[ABOUT THIS TASK] Scan the entries that follow and copy out every line containing "barrier".

Referring expression data
------------------------------------------------------------
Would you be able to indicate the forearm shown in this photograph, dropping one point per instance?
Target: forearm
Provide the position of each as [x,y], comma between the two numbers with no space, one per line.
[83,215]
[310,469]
------------------------------------------------------------
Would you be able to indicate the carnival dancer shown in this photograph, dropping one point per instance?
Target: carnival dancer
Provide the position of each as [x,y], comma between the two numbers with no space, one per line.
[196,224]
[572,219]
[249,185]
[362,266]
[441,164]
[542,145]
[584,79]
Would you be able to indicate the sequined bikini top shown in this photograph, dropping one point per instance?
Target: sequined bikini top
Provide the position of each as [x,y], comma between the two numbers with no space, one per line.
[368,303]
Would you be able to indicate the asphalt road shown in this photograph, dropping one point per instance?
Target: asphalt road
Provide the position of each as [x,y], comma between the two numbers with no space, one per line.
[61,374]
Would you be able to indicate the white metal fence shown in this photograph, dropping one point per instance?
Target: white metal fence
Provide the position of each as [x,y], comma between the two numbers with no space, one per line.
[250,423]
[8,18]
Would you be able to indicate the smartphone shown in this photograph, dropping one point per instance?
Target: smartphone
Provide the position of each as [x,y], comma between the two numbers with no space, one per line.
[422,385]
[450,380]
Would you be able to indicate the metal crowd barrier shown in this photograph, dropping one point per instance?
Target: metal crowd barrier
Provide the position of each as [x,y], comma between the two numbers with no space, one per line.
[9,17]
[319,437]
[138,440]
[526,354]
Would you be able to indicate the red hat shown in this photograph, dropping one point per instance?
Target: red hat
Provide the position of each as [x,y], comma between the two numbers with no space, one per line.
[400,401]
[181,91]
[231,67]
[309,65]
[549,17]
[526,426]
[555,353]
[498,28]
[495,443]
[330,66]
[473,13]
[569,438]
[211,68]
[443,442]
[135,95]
------------------------------------------------------------
[EXERCISE ANSWER]
Would you be able to indicate the metal crowd barrier shown in this photograph, dropping one point per instance?
Target: metal crowd barrier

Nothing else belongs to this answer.